Work instructions: From the line with "one_per_instance=true" to the final line of the records, every line is to be duplicated exactly, both of those lines included.

Data in this exercise:
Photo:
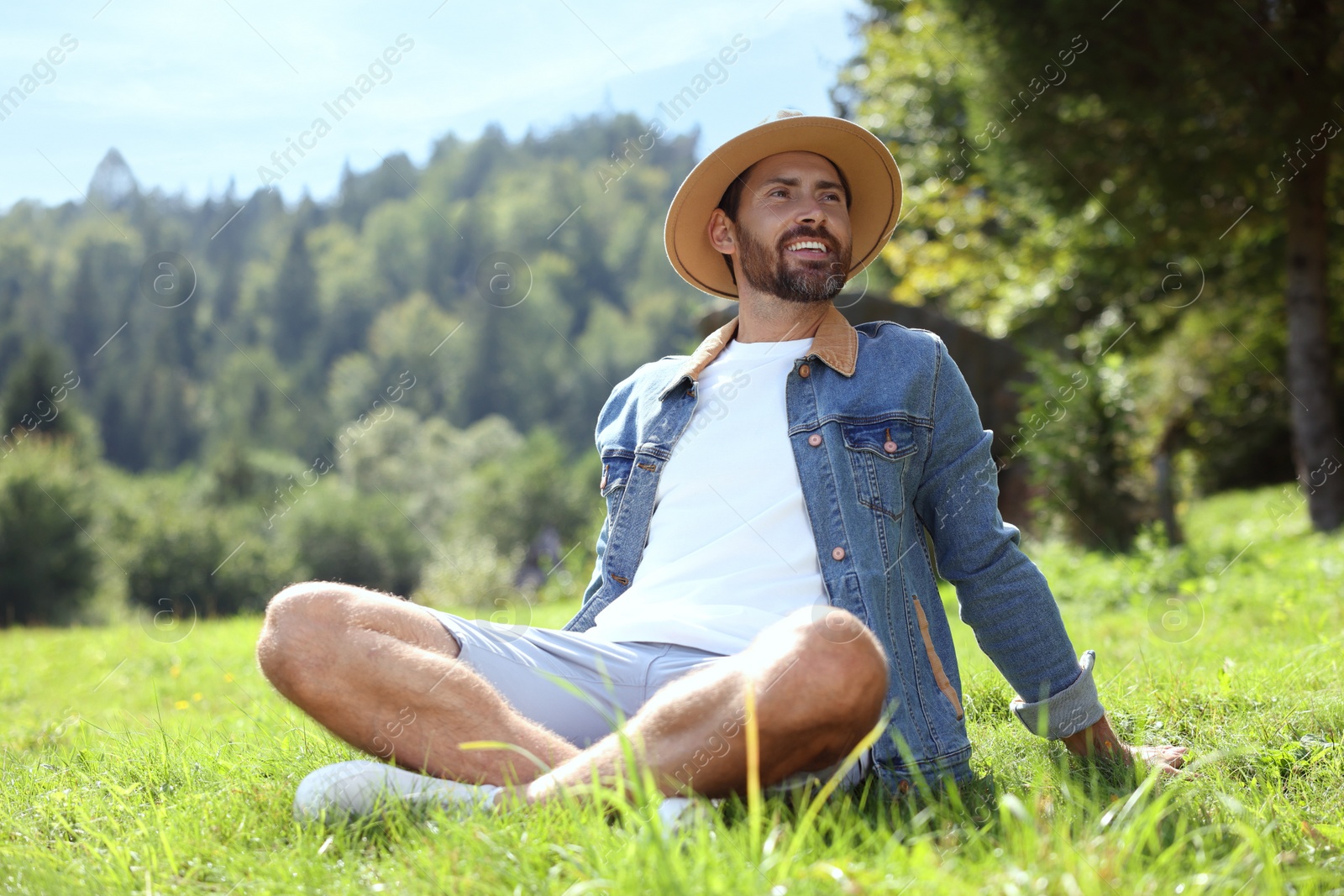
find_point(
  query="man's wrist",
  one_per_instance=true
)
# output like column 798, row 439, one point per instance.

Expected answer:
  one_per_instance=true
)
# output like column 798, row 439, one point per instance.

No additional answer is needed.